# [DIRECTION]
In the material from the line with "If you could place a marker on the vegetation" to the line with "(1074, 791)", swap "overcast sky" for "gray sky". Return only those lines, with everything else left as it is.

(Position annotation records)
○ ○ ○ ○
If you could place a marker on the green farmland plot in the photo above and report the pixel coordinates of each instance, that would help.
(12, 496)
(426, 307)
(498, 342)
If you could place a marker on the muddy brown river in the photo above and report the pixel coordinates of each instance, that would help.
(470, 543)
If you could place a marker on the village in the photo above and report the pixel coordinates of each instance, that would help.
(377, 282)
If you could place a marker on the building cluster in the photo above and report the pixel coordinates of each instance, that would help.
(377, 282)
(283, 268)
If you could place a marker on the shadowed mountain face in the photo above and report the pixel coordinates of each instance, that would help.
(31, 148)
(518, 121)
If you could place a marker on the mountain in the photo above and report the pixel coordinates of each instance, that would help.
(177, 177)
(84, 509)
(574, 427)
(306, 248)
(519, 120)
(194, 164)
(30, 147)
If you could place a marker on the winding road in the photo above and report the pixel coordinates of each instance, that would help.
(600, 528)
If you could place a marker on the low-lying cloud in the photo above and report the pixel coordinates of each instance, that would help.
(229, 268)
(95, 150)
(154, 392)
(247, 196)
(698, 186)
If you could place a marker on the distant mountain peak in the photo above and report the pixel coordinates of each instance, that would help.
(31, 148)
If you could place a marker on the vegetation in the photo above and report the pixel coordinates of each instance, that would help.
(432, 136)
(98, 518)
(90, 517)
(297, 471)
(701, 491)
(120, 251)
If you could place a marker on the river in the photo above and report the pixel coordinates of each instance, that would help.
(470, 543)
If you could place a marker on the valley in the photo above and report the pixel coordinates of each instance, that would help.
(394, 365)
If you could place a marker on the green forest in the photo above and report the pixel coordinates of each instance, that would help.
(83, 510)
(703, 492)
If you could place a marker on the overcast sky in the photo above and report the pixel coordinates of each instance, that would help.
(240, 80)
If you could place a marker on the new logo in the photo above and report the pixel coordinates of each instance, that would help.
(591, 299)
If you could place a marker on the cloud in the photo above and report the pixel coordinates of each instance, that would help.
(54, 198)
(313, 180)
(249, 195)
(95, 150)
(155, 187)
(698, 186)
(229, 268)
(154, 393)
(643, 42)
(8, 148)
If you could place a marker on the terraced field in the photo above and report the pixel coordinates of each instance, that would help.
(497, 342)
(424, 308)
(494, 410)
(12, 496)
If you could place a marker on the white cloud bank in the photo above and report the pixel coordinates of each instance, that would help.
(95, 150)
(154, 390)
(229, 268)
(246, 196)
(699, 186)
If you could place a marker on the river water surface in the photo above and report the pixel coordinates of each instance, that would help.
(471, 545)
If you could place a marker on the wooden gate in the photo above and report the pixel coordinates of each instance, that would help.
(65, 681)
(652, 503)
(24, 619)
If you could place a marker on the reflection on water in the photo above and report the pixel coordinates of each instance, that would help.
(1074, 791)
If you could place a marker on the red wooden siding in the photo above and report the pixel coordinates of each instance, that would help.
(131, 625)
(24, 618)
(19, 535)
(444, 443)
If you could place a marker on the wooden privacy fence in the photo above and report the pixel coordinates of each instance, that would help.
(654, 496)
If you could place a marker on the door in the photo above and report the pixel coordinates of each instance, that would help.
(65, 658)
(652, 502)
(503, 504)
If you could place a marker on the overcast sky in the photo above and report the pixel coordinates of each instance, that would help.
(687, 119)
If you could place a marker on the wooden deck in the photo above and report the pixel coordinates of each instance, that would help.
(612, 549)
○ ○ ○ ○
# [EXERCISE SOLUTION]
If you could place a marker on the vegetation in the photo above and report the pixel coordinates of each instance, that would help.
(432, 136)
(98, 518)
(90, 517)
(297, 471)
(701, 491)
(120, 251)
If you could place a marker on the river in the photo above and report the pixel coordinates of each instance, that would help.
(470, 543)
If you could place a marker on the valley in the photo above and report the pixel coordinates of each instance, that would help.
(394, 365)
If you could place a marker on the green forest in the photo above and report the pixel coordinates of each instance, that would help.
(83, 510)
(703, 492)
If you could place a marker on the gray sky in the photo above and report the pixel coordinates of each instance, that would help.
(240, 80)
If you could place a marker on the new logo in the photo above and report the pixel coordinates of each instance, that would help.
(591, 299)
If you could place a marker on the cloud in the photo above and report the pixel coordinates of each instance, that would help.
(54, 198)
(313, 180)
(249, 195)
(95, 150)
(155, 187)
(698, 186)
(229, 268)
(154, 393)
(643, 42)
(8, 148)
If you could place a marker on the terraced field in the photo above and report the pixel coordinates of each instance, that would help.
(497, 342)
(424, 308)
(494, 410)
(12, 496)
If you could place a marker on the white cloud bank in the photo above and report the pixel coordinates of each instance, that would help.
(95, 150)
(154, 390)
(229, 268)
(246, 196)
(699, 186)
If you could place a marker on the river water surface in the photo above and report the pixel coordinates of each instance, that would help.
(471, 545)
If you could place a marker on the wooden gate in the photo above and report the pixel coordinates of each instance, that would help.
(65, 681)
(652, 503)
(24, 619)
If you could place a marker on the reflection on water in the photo above and report the pixel coordinates of each instance, that would help.
(1074, 791)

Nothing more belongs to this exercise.